● **Task requirements**: Rewrite the listing below from the line with "If you could point out the green" up to and including its last line, keeping every request line and its sample numbers unchanged. Scale each answer point coordinate by 0.25 and round it to a whole number, with halves rounded up.

● **Provided records**:
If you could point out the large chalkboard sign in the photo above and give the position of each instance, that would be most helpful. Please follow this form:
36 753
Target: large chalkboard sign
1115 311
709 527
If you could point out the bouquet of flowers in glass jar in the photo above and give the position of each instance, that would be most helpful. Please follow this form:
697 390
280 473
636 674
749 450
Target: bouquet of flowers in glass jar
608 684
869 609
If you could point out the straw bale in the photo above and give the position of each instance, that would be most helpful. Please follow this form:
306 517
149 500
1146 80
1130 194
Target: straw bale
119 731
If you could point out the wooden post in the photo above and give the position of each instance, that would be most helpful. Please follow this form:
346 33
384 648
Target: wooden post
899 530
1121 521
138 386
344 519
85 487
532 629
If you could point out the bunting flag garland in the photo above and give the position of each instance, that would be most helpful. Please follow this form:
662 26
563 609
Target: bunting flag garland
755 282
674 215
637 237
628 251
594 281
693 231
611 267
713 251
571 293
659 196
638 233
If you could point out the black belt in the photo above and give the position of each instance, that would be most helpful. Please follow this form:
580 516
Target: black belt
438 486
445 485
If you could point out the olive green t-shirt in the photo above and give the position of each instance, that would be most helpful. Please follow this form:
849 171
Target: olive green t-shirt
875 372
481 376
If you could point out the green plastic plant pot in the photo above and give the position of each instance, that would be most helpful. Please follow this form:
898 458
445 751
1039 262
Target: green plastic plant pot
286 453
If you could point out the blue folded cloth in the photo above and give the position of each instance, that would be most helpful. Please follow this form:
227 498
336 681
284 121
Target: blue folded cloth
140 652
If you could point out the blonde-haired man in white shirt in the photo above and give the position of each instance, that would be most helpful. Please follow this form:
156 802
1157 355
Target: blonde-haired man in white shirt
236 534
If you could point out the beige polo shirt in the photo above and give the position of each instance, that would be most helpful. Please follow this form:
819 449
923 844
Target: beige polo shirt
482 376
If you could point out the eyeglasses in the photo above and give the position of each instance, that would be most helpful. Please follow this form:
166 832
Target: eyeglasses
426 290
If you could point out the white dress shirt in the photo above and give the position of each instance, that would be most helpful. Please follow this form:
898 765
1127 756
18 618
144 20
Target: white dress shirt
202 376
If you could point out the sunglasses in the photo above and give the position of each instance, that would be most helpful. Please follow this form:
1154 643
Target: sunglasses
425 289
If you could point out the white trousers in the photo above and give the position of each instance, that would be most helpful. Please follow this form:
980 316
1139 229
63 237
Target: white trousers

● **Solution for this task**:
If you could point out the green plastic plant pot in the photo above and give the position of each instance, that would be most helpful. Please follow this form:
898 458
445 751
1039 262
Target: green plastic plant pot
72 113
If you could point out the blue folded cloth in the photo above and give the position of each instance, that would be most helpful. Please follow this form:
227 498
336 681
284 121
Target: blue folded cloth
35 163
If you could point out the blonde-haired man in white shirt in the photo above and give the position of each instance, that would be most helpful. Please follow this form:
156 802
1157 355
Target: blonde-haired man in white shirt
59 134
If you could point out the beige polo shirt in the photo above and give the position of each instance, that would be most helpful. Please follow this form:
819 449
923 844
Target: beige polo shirt
121 94
If you could point out the eyeglasses in the photo above and give the position of each instance, that would be most helpful. Please follow this form:
166 832
Target: eyeglasses
107 73
If you could point out the white dress shirt in the photo above and give the position of each instance, that would be most helpful. Please follow this form:
898 765
1127 756
18 618
144 20
Target: white dress shirt
51 94
If you could point out the sunglasses in the photo above and give the position of each instance, that would be most helpful. Please follow this form:
1154 643
Target: sunglasses
106 72
If you could point out the white trousers in the photo above and give the position of each instance, that would be most helpful. Please follow this form:
980 316
1139 229
63 237
Target: white trousers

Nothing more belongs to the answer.